---------- DATA FOR REVIEW

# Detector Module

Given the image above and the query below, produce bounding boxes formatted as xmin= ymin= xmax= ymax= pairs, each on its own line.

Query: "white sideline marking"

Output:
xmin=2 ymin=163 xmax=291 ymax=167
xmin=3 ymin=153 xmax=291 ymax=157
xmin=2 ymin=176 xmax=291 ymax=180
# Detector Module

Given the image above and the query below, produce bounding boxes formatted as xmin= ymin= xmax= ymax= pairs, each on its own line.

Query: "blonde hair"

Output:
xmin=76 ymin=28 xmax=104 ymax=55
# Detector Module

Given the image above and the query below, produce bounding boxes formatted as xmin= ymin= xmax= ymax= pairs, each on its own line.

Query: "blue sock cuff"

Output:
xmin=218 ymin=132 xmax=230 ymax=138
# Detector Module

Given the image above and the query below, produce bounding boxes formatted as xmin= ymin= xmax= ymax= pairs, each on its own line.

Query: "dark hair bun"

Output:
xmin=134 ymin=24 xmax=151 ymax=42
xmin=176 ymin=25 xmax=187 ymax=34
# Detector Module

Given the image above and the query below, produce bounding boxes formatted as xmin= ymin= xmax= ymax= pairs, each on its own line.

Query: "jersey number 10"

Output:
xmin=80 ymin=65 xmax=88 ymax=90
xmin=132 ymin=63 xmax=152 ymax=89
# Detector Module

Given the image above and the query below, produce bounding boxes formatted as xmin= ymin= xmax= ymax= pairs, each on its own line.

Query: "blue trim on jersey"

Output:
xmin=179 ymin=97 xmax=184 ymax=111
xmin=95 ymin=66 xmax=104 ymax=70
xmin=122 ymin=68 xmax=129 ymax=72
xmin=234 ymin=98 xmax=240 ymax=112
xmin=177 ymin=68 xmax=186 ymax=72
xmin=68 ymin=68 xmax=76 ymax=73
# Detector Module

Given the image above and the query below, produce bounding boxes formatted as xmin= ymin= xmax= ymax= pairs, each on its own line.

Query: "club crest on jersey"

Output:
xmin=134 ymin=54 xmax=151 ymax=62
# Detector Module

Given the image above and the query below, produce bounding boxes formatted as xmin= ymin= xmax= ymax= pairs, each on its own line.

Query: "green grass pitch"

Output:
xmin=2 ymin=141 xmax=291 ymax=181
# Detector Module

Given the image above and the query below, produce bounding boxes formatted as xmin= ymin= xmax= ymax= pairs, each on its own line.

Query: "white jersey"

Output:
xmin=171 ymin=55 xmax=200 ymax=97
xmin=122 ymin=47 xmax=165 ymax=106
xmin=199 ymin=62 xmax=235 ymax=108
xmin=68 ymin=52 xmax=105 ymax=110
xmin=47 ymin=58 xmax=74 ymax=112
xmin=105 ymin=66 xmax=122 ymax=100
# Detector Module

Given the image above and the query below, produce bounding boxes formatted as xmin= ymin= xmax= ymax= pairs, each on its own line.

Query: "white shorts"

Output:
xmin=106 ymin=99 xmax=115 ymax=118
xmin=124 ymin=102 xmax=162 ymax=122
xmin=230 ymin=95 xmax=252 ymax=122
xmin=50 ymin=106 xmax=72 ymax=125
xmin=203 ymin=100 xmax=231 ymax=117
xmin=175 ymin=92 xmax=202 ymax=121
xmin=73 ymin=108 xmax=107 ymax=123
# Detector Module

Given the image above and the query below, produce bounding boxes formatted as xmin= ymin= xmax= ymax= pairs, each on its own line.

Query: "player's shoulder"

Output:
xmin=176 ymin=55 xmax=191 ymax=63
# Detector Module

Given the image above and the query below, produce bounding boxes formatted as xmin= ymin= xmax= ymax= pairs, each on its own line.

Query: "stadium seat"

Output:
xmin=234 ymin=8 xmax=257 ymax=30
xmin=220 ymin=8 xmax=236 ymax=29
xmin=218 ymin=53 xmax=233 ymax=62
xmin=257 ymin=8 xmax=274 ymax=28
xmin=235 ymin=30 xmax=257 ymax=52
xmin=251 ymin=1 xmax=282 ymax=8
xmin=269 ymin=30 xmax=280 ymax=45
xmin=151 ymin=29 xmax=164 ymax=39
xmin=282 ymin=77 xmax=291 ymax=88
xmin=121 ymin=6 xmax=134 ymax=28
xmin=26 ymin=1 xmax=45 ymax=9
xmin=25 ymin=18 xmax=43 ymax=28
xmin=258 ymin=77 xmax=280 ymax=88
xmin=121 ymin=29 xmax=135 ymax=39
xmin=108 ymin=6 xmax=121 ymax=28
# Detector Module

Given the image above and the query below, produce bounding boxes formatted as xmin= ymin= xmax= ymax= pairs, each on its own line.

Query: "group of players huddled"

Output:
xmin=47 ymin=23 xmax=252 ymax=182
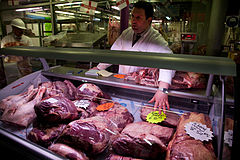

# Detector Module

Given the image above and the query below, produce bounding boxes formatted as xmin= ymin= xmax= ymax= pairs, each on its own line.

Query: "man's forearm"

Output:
xmin=158 ymin=81 xmax=170 ymax=89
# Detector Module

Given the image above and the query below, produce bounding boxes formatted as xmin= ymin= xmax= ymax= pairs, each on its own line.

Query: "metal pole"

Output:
xmin=218 ymin=76 xmax=226 ymax=160
xmin=0 ymin=12 xmax=7 ymax=88
xmin=206 ymin=0 xmax=228 ymax=56
xmin=206 ymin=74 xmax=214 ymax=97
xmin=120 ymin=6 xmax=129 ymax=34
xmin=38 ymin=22 xmax=42 ymax=47
xmin=39 ymin=58 xmax=50 ymax=71
xmin=0 ymin=56 xmax=7 ymax=88
xmin=50 ymin=0 xmax=57 ymax=35
xmin=232 ymin=64 xmax=240 ymax=160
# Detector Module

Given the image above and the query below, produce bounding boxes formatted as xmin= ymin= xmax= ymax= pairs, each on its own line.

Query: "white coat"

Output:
xmin=1 ymin=33 xmax=33 ymax=48
xmin=97 ymin=26 xmax=175 ymax=84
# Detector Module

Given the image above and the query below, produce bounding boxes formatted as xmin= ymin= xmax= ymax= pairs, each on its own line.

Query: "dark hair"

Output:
xmin=133 ymin=1 xmax=154 ymax=19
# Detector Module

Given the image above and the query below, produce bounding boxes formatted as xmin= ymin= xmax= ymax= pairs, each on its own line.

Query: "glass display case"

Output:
xmin=0 ymin=46 xmax=237 ymax=160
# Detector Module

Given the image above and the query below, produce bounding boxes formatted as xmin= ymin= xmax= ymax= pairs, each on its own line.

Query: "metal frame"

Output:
xmin=1 ymin=46 xmax=236 ymax=76
xmin=0 ymin=126 xmax=66 ymax=160
xmin=43 ymin=66 xmax=211 ymax=102
xmin=218 ymin=76 xmax=226 ymax=160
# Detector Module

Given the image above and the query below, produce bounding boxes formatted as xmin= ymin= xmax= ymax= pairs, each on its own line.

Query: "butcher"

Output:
xmin=1 ymin=18 xmax=33 ymax=77
xmin=93 ymin=1 xmax=175 ymax=112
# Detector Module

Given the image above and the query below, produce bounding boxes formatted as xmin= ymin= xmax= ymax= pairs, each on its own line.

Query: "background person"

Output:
xmin=1 ymin=18 xmax=33 ymax=77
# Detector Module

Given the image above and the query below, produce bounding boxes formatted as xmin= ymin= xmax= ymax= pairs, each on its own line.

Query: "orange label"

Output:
xmin=114 ymin=74 xmax=125 ymax=79
xmin=96 ymin=102 xmax=114 ymax=111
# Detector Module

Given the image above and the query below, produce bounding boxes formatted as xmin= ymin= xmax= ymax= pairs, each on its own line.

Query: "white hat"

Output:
xmin=11 ymin=18 xmax=26 ymax=30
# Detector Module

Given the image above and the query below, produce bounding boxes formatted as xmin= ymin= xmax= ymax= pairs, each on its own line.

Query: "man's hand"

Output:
xmin=148 ymin=81 xmax=170 ymax=113
xmin=149 ymin=90 xmax=169 ymax=112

--------------------

TASK TO CARRY OUT:
Faithful copy, images left out: write out every line of data.

ANSWER SECTION:
# Detector Module

Given the image above and the query below, produce bounding boxes formatted as xmin= ymin= xmax= ymax= pairs, each on its own line.

Query: "white sideline marking"

Output:
xmin=2 ymin=163 xmax=291 ymax=167
xmin=3 ymin=153 xmax=291 ymax=157
xmin=2 ymin=176 xmax=291 ymax=180
# Detector Module

Given the image above and the query below, produce bounding boxes formatted as xmin= ymin= xmax= ymax= pairs, each on its own line.

Query: "blonde hair"

Output:
xmin=76 ymin=28 xmax=104 ymax=55
# Detector Module

Given the image above and the query below, produce bounding boxes formatted as xmin= ymin= xmax= ymax= pairs, each on its own line.

Query: "blue sock cuff"

Output:
xmin=218 ymin=132 xmax=230 ymax=138
# Detector Module

Given the image above and the query below, produce bounding boxes formatted as xmin= ymin= xmax= ymax= pairs, each on its own line.

Query: "dark hair bun"

Output:
xmin=134 ymin=24 xmax=151 ymax=42
xmin=176 ymin=25 xmax=187 ymax=34
# Detector Module

Given the image above and the query below, produce bounding boxes formatted as xmin= ymin= xmax= ymax= pairs, each on its own line.

Query: "jersey number 10"

Output:
xmin=80 ymin=65 xmax=88 ymax=90
xmin=132 ymin=63 xmax=152 ymax=89
# Detector Module

Given the image above and the query below, produce bounding boxes formatted as xmin= ymin= xmax= ymax= pairs, each on its own line.

Query: "blue trim on jersey"

Output:
xmin=179 ymin=97 xmax=184 ymax=111
xmin=95 ymin=66 xmax=104 ymax=70
xmin=122 ymin=68 xmax=129 ymax=72
xmin=234 ymin=98 xmax=240 ymax=112
xmin=177 ymin=68 xmax=186 ymax=72
xmin=68 ymin=68 xmax=76 ymax=73
# Detector Module

Given the image above and the query below, produce bounding boxes formatted as xmin= ymin= xmax= ymax= pairs, each on its own line.

Query: "club crest on jersey"

Output:
xmin=134 ymin=54 xmax=151 ymax=62
# Detector Module

Given the image above and the query below, produce bounding boxes formatted as xmin= ymin= xmax= ymax= pairs, each on its own line.

Query: "green grass pitch"

Output:
xmin=2 ymin=141 xmax=291 ymax=181
# Detector Module

Given the image above and the query below, produce bounding boxes formatted as xmin= ymin= xmax= ymax= pairs, each on its own line.

Query: "white jersey"

Output:
xmin=171 ymin=55 xmax=200 ymax=97
xmin=122 ymin=47 xmax=165 ymax=106
xmin=199 ymin=62 xmax=235 ymax=108
xmin=68 ymin=52 xmax=105 ymax=110
xmin=47 ymin=58 xmax=74 ymax=112
xmin=105 ymin=66 xmax=122 ymax=100
# Detector Module

Given the image above and the query below, produce bounding boxes formatted as xmin= ymin= xmax= ymax= pairs, each on its own line.

Query: "white shorts"

Output:
xmin=106 ymin=99 xmax=115 ymax=118
xmin=124 ymin=102 xmax=162 ymax=122
xmin=230 ymin=95 xmax=252 ymax=122
xmin=50 ymin=106 xmax=72 ymax=125
xmin=203 ymin=100 xmax=231 ymax=117
xmin=175 ymin=92 xmax=202 ymax=121
xmin=73 ymin=108 xmax=107 ymax=123
# Detector Module

Given the image above and the query below, produce bounding boxes formatted as xmin= ymin= xmax= ymax= pairs, each on its own line.

Query: "player's shoulder"

Output:
xmin=176 ymin=55 xmax=191 ymax=63
# Detector Module

Given the image above and the query below, produce bounding boxes formatted as xmin= ymin= xmax= ymax= pairs, each on its own line.

Query: "stadium seat"

Output:
xmin=234 ymin=8 xmax=257 ymax=30
xmin=220 ymin=8 xmax=236 ymax=29
xmin=218 ymin=53 xmax=233 ymax=62
xmin=257 ymin=8 xmax=274 ymax=28
xmin=235 ymin=30 xmax=257 ymax=52
xmin=251 ymin=1 xmax=282 ymax=8
xmin=269 ymin=30 xmax=280 ymax=45
xmin=151 ymin=29 xmax=164 ymax=39
xmin=282 ymin=77 xmax=291 ymax=88
xmin=121 ymin=6 xmax=134 ymax=28
xmin=26 ymin=1 xmax=45 ymax=9
xmin=25 ymin=18 xmax=43 ymax=28
xmin=258 ymin=77 xmax=280 ymax=88
xmin=121 ymin=29 xmax=135 ymax=39
xmin=108 ymin=6 xmax=121 ymax=28
# Detector Module

Given the image above and the query below, produce bounding boxes formatted as xmin= ymin= xmax= ymax= pairs, each on its own line.

Query: "group of players huddled"

Output:
xmin=47 ymin=23 xmax=252 ymax=182

# Detector Module

Given the image above and the query below, produce bounding boxes formatted as xmin= ymin= xmax= ymax= pairs, each on its own line.

Query: "man's forearm"

Output:
xmin=158 ymin=81 xmax=170 ymax=89
# Detector Module

Given the image above and the query below, produce bounding boxes formatted as xmin= ymin= xmax= ymax= pairs, each on its own line.

Query: "metal pole"

Output:
xmin=218 ymin=76 xmax=226 ymax=160
xmin=0 ymin=12 xmax=7 ymax=88
xmin=206 ymin=0 xmax=228 ymax=56
xmin=206 ymin=74 xmax=214 ymax=97
xmin=120 ymin=6 xmax=129 ymax=34
xmin=38 ymin=22 xmax=42 ymax=47
xmin=39 ymin=58 xmax=50 ymax=71
xmin=0 ymin=56 xmax=7 ymax=88
xmin=50 ymin=0 xmax=57 ymax=35
xmin=232 ymin=64 xmax=240 ymax=160
# Detector Module

Given the image above and the query below, produce bounding boxes formatted as xmin= ymin= xmax= ymax= pairs, each on its own line.

Query: "white coat"

Output:
xmin=1 ymin=33 xmax=33 ymax=48
xmin=97 ymin=26 xmax=175 ymax=84
# Detector Module

Given the image above and the query below, produce bounding boxes formatted as xmin= ymin= xmax= ymax= pairs, each on its own line.

Query: "dark hair"

Output:
xmin=133 ymin=1 xmax=154 ymax=19
# Detector Module

Given the image above and the query below, produce bounding boxes formatted as xmin= ymin= xmax= ymax= pairs, each on its own line.

Query: "glass display case"

Output:
xmin=0 ymin=46 xmax=237 ymax=160
# Detector Module

Given the image above and the query below, produce bounding boxes formatted as xmin= ymin= xmax= ymax= pairs, each on its own line.

Query: "metal frame"

Output:
xmin=1 ymin=46 xmax=236 ymax=76
xmin=0 ymin=126 xmax=66 ymax=160
xmin=43 ymin=66 xmax=211 ymax=102
xmin=218 ymin=76 xmax=226 ymax=160
# Detector Module

Given the image above and the query below, produce bounding boxes formatted as xmin= ymin= xmax= ymax= pairs, each on its own line.

Query: "butcher"

Output:
xmin=1 ymin=18 xmax=33 ymax=77
xmin=93 ymin=1 xmax=175 ymax=112
# Detector Module

Given the image above and the query below, produce bounding boxes formatted as xmin= ymin= xmax= ymax= pairs, each on its own line.

Query: "background person"

Output:
xmin=1 ymin=18 xmax=33 ymax=77
# Detector Module

Given the image above and the query below, produce bounding boxes formatted as xmin= ymin= xmax= ymax= pairs, each on its own line.

Query: "orange label"

Output:
xmin=114 ymin=74 xmax=125 ymax=79
xmin=96 ymin=102 xmax=114 ymax=111
# Detector Module

Given the image above and the query below, produce bounding boxes formatted as xmin= ymin= xmax= ymax= pairs, each on its own line.

Query: "white hat"

Output:
xmin=11 ymin=18 xmax=26 ymax=30
# Detector Module

Given the image above and the query below, produce bounding boxes formatted as xmin= ymin= xmax= ymax= pairs, each on its own line.

Query: "man's hand"

Output:
xmin=148 ymin=81 xmax=170 ymax=113
xmin=149 ymin=90 xmax=169 ymax=112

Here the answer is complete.